- Extract provided:
▬▬▬▬▬▬

Friday 4 November 2011

CD Reviews (The Straits Times, November 2011)




DEBUSSY Piano Music Vol.5
NORIKO OGAWA, Piano
BIS 1405 / Rating ****1/2


For the finale volume of Japanese pianist Noriko Ogawa’s traversal of Claude Debussy’s complete piano music, she covers the earliest works from his teenaged years to the threshold of greatness. His unofficial Opus One is Danse Bohemienne (1880), composed when Debussy was a tutor to children in the household of Madam von Meck, Tchaikovsky’s patron. It is an eclectic, not particularly distinguished salon piece with period charm. Also in the genteel spirit of the Belle Epoque are the popular Two Arabesques, Reverie, Danse (Tarantelle Styrienne) and lesser known Nocturne and Ballade, dating from the early 1890s.

Beginning to find a distinctive voice are Pour le piano (completed 1901) and Suite Bergamasque (1905). Both are sets of neoclassical dances and movements, but coloured with Debussy’s inimitable touch and penchant for light and shade. The familiar Clair de lune from the latter is one of his first so-called “impressionist” pieces, an evocative nocturne. As with her other recordings, Ogawa lovingly colours each of the short pieces, rendering this an excellent introduction and primer for the genius of Debussy.

▬▬▬▬▬▬

- Data provided:
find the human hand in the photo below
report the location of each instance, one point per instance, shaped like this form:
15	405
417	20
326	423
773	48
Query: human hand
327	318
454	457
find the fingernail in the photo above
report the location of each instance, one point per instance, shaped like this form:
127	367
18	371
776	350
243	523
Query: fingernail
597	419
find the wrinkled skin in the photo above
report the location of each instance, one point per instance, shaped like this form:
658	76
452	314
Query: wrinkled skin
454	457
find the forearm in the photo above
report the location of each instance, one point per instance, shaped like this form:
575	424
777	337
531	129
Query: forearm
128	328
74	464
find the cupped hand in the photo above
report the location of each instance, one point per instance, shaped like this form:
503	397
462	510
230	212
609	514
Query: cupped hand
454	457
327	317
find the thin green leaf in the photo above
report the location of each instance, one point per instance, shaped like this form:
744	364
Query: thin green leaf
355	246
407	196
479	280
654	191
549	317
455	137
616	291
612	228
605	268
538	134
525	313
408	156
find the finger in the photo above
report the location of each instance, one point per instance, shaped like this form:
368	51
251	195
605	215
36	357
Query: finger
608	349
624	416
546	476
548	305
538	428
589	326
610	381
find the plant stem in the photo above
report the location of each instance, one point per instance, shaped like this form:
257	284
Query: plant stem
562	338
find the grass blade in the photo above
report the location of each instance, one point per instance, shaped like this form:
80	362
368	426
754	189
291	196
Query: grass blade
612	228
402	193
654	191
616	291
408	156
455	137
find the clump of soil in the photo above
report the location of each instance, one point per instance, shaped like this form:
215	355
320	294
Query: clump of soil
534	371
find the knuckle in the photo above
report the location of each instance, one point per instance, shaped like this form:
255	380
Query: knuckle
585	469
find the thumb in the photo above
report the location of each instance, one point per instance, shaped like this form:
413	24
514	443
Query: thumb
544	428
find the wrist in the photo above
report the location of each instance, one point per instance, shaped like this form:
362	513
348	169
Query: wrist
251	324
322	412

▬▬▬▬▬▬

- Directions: In the Debussy CD review, whose household was Debussy working in as a tutor when he composed Danse Bohemienne?

- The completed task: The household of Madam von Meck, Tchaikovsky's patron.